Prompt: Exactly the lines from the one with "Could you point out the shrub" to the end of the data below should be set down, and no others.

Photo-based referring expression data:
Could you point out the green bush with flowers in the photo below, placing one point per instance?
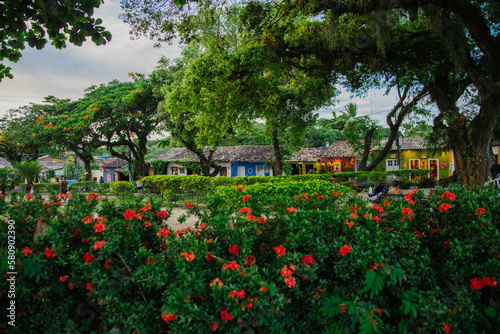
(311, 262)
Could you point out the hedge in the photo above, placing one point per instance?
(314, 262)
(172, 186)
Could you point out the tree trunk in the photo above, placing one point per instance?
(393, 126)
(469, 140)
(278, 168)
(367, 147)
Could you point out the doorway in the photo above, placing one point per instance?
(433, 169)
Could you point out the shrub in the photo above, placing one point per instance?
(426, 182)
(310, 262)
(123, 188)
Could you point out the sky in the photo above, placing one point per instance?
(67, 73)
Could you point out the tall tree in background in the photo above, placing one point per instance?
(461, 47)
(19, 136)
(35, 22)
(67, 125)
(123, 114)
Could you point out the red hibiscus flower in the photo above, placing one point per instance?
(480, 211)
(163, 232)
(129, 214)
(245, 198)
(99, 244)
(245, 210)
(250, 259)
(162, 214)
(49, 253)
(349, 223)
(226, 316)
(99, 228)
(234, 249)
(216, 281)
(307, 259)
(189, 256)
(280, 250)
(168, 317)
(409, 198)
(345, 249)
(444, 207)
(26, 251)
(233, 265)
(87, 258)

Written answer:
Could you point out the shrub in the photo above, placing one point per instance?
(426, 182)
(310, 262)
(123, 188)
Could you point out the sky in the photo above, placing one point per instance?
(67, 73)
Could you point out the tall tree in background in the photo above, placing one point per instance?
(461, 47)
(19, 136)
(35, 22)
(67, 125)
(123, 114)
Could you point out the red hibiscus flower in the photo above, placing one point per instance?
(480, 211)
(163, 232)
(129, 214)
(245, 198)
(99, 244)
(245, 210)
(250, 259)
(162, 214)
(49, 253)
(349, 223)
(226, 316)
(99, 228)
(234, 249)
(216, 281)
(307, 259)
(189, 256)
(280, 250)
(168, 317)
(409, 198)
(345, 249)
(444, 207)
(26, 251)
(233, 265)
(87, 258)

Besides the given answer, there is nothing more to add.